— Set of tasks —
**A.** Using the forum thread about a friends-with-benefits arrangement, answer these:
(i) For how many years has the original poster been single?
(ii) How many children is the ex raising as a single dad with custody?
(iii) According to the reply, what is not compulsory?
**B.** Resume the forum thread about a friends-with-benefits arrangement, picking up right after its final sentence.

— Excerpted text —

+ + + + +

Just as the title says. I'm having sex with an ex (well we was together when we were teenagers, first ever bf) but we have stayed friends. I know i shouldnt of started a friends with benefits, I've never done anything like this in my life, but We am both single, me for 12years, him only a year.

We both have children, I have 1 child whose disabled & hes a single dad whose got custody of his 2 kids.

The only thing is I think we am falling for each other & I didn't want a relationship, as I foster & I need to concentrate on my kids. They haven't met him yet & I don't want them to meet just yet anyway, I'm old fashioned where I need to no we are serious first.

It's bad enough asking a man to take on another man's child but to ask a man to take on someone else's children is asking to much, but he's turned round & said he's willing to do it, but why am I so nervous about that? My heart is saying jump at it but my head is telling me no & just concentrate on the kids, I live for my kids (Even if 2 ain't mine) & they need me.

At the start we discussed this, & we promised each other we wouldn't fall for each other, as it could get messy but I think we am, my heart goes all fluttery & my belly goes in knots when we see each other, which isn't a good sign. I feel like I am being selfish wanting this, as my kids need me more. I'm in such a mess :'(

Singlenotsingle Sat 09-Nov-19 09:26:44

There's a big step between a bf/gf relationship and a full blown moving-in situation. You don't have to live together. It's not compulsory. Carry on with your FWB friendship as it makes you both happy, and if it becomes more then that's ok too. Just go slowly.

+ + + + +

Dataset excerpt:
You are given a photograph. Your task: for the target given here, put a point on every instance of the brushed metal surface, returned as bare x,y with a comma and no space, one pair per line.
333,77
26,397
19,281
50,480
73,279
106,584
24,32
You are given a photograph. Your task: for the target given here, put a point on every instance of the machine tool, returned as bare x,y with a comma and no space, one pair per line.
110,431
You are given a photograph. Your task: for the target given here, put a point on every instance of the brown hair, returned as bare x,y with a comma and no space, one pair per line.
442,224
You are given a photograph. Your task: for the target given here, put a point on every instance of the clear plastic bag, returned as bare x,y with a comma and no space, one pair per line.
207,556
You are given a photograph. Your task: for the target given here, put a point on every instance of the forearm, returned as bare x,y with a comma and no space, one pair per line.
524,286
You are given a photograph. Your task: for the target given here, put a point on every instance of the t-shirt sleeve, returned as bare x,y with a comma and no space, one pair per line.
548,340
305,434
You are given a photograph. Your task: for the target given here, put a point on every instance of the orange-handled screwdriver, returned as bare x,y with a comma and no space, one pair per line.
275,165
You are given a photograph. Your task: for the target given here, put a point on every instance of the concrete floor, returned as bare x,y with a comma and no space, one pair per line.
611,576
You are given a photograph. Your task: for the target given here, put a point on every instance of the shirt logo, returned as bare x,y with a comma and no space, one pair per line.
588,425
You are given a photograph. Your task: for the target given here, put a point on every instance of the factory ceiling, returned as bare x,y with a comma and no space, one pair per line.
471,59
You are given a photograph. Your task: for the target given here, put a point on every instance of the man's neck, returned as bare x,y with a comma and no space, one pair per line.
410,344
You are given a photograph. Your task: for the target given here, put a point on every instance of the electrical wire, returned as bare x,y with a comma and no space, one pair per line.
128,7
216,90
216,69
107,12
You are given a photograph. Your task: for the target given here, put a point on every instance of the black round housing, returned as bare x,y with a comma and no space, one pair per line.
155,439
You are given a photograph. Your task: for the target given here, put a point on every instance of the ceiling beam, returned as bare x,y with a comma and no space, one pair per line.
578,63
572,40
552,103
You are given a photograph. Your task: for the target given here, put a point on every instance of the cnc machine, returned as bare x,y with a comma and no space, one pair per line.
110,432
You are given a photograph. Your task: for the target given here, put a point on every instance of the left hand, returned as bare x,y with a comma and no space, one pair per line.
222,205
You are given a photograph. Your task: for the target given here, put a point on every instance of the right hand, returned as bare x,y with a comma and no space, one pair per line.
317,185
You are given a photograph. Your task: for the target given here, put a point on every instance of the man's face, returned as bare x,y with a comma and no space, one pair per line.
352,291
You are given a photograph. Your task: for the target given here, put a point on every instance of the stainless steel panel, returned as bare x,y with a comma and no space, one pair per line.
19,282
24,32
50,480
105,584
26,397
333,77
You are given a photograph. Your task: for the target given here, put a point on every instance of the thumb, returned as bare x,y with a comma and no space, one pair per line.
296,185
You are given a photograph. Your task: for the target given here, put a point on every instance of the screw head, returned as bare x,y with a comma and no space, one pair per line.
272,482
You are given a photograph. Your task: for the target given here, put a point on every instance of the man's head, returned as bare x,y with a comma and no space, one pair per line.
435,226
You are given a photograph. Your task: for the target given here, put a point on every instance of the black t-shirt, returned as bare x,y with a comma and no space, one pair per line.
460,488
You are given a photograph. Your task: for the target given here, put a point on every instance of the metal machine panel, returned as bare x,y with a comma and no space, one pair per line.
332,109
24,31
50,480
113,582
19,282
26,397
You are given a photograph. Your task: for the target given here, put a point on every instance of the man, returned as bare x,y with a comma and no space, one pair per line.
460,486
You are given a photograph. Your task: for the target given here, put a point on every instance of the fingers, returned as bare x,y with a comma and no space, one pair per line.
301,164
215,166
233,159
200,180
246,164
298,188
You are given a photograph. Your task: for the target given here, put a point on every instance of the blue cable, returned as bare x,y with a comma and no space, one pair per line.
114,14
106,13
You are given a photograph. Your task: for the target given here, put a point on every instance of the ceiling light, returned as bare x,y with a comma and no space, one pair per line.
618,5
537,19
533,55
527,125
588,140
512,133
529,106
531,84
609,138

+ + + + +

— Answer list —
**A.**
(i) 12 years.
(ii) 2.
(iii) Living together.

**B.**
Kazbot Sat 09-Nov-19 09:37:10

I don't think we would ever move in together as we would need a 6 bedroom house, just to house our brood lol but it does make us happy.

I wouldn't rush into anything as I have my kids to thinks of, I just wasn't expecting it happen, & I'm really torn on what's best to do.

ComtesseDeSpair Sat 09-Nov-19 09:37:12

Agree with previous poster, you’re really jumping ahead of yourself: there aren’t only two options, FWB or full blown married couple living together you know! You can continue what you’ve been doing albeit a little less casually and see where it goes - go on dates, spend time together when you can, be friends to each other. Eventually if it goes well it might feel as though you want to introduce the children. You don’t ever actually have to live together if it isn’t in the best interests of all the children involved - an increasing number of couples don’t (and you also save on all the arguments about whose turn it is to do the washing up etc which end up being the death knell to many relationships.) Just take things slowly and forget about any expected “escalator” you’re suppose to take where there are set things to do to make a relationship “more serious.”

Lastly, I’m not entirely clear from your post whether you’ve both talked about having feelings for each other or if you think it’s only you. If the latter, you need to tell him how you feel out of fairness to both of you; and if he doesn’t feel the same then none of the above is relevant anyway.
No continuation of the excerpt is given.